-- Begin DATASET --
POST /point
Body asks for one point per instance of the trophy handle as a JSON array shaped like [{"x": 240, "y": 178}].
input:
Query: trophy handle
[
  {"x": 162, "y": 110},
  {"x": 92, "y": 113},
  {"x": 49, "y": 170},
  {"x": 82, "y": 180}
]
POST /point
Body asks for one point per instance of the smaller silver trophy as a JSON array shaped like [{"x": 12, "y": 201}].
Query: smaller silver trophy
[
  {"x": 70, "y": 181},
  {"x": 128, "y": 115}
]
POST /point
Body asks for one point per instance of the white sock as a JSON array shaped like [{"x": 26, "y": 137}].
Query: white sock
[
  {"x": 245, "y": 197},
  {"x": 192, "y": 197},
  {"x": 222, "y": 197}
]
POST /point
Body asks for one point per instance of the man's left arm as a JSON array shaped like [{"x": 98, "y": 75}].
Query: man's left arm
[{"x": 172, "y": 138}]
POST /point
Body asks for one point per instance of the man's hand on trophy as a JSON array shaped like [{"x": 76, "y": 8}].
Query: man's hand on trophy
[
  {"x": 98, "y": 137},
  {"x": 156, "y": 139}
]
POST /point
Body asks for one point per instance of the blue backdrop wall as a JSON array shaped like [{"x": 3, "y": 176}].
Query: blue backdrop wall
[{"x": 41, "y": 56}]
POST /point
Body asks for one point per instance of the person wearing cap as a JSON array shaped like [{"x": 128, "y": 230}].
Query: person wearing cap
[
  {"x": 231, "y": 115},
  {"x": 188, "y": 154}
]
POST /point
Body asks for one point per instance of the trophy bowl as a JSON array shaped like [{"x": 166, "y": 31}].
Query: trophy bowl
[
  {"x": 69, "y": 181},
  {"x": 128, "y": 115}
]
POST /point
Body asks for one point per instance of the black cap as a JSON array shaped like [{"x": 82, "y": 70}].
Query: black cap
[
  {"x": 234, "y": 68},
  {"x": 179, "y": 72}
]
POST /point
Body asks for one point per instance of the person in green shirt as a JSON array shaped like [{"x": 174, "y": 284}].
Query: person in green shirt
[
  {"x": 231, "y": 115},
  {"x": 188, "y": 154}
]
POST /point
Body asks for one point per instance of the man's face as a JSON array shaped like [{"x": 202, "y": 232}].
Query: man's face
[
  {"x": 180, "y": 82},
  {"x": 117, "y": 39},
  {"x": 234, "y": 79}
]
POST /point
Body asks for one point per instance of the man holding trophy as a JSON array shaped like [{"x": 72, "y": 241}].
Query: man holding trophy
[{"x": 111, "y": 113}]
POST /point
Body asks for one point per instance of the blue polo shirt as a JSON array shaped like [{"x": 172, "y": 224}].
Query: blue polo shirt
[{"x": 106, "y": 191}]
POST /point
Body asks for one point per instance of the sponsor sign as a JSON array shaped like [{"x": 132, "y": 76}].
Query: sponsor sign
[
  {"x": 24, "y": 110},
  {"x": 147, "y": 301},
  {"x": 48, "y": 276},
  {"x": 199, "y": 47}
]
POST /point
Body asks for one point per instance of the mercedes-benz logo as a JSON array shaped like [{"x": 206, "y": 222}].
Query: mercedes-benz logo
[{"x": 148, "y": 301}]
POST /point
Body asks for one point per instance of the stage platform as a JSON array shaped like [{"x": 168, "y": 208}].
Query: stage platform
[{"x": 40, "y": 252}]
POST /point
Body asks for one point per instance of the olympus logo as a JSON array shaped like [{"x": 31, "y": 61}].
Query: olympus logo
-- End DATASET --
■ PROMPT:
Retype the entries one by one, exactly.

■ ANSWER TO THE TASK:
POST /point
Body asks for one point per instance of the trophy handle as a JSON array shaped like [{"x": 240, "y": 178}].
input:
Query: trophy handle
[
  {"x": 162, "y": 110},
  {"x": 92, "y": 113},
  {"x": 49, "y": 170},
  {"x": 82, "y": 180}
]
POST /point
Body asks for one point per instance of the smaller silver trophy as a JSON array shaped like [{"x": 12, "y": 201}].
Query: smaller silver trophy
[
  {"x": 70, "y": 181},
  {"x": 128, "y": 115}
]
POST /point
Body asks for one point per instance of the white sock as a JSON array shaped like [{"x": 26, "y": 137}].
Query: white sock
[
  {"x": 245, "y": 197},
  {"x": 192, "y": 197},
  {"x": 222, "y": 197}
]
POST /point
Body asks for one point per instance of the man's left arm as a JSON array shaped like [{"x": 98, "y": 75}].
Query: man's left arm
[{"x": 172, "y": 138}]
POST /point
Body asks for one point per instance of the man's hand on trophy as a JSON array shaped like [{"x": 76, "y": 8}].
Query: man's hand on trophy
[
  {"x": 98, "y": 137},
  {"x": 156, "y": 139}
]
POST /point
Body asks for one point per instance of the blue backdrop wall as a JSON array shaped like [{"x": 3, "y": 176}].
Query: blue backdrop wall
[{"x": 41, "y": 56}]
POST /point
Body asks for one point per instance of the person wearing cap as a JSON array shaped like [{"x": 128, "y": 230}].
Query: person wearing cap
[
  {"x": 231, "y": 115},
  {"x": 188, "y": 154}
]
POST /point
Body asks for one point per instance of the trophy bowl as a JSON array shaped like [{"x": 166, "y": 31}].
Query: trophy bowl
[
  {"x": 69, "y": 181},
  {"x": 128, "y": 115}
]
POST /point
Body asks for one point per instance of the black cap as a JSON array shaped like [{"x": 82, "y": 70}].
Query: black cap
[
  {"x": 234, "y": 68},
  {"x": 179, "y": 72}
]
POST /point
Body asks for one point per instance of the person in green shirt as a JSON array shaped like [{"x": 174, "y": 284}].
Query: person in green shirt
[
  {"x": 231, "y": 115},
  {"x": 188, "y": 154}
]
POST /point
Body asks for one point per instance of the man's face as a JSON array shaped like [{"x": 202, "y": 232}].
Query: man's face
[
  {"x": 180, "y": 82},
  {"x": 117, "y": 39},
  {"x": 234, "y": 79}
]
POST /point
Body asks for one point per instance of the man holding trophy as a JSON array shaped like [{"x": 72, "y": 241}].
Query: man holding trophy
[{"x": 111, "y": 113}]
POST /point
Body asks for one point per instance of the blue polo shirt as a JSON array shaped like [{"x": 172, "y": 224}].
Query: blue polo shirt
[{"x": 106, "y": 191}]
POST /point
Body asks for one point per instance of the sponsor sign as a JSON array shaped like [{"x": 132, "y": 76}].
Query: sponsor sign
[
  {"x": 24, "y": 110},
  {"x": 147, "y": 301},
  {"x": 48, "y": 276},
  {"x": 199, "y": 47}
]
POST /point
Body asks for one point per instance of the mercedes-benz logo as a JSON array shaped like [{"x": 206, "y": 222}].
Query: mercedes-benz logo
[{"x": 148, "y": 301}]
POST /point
Body asks for one point per instance of the stage platform as a JSON array shaped like [{"x": 168, "y": 208}].
Query: stage platform
[{"x": 40, "y": 252}]
POST /point
Body asks for one point per instance of the olympus logo as a JSON array shaped like [{"x": 31, "y": 61}].
Query: olympus logo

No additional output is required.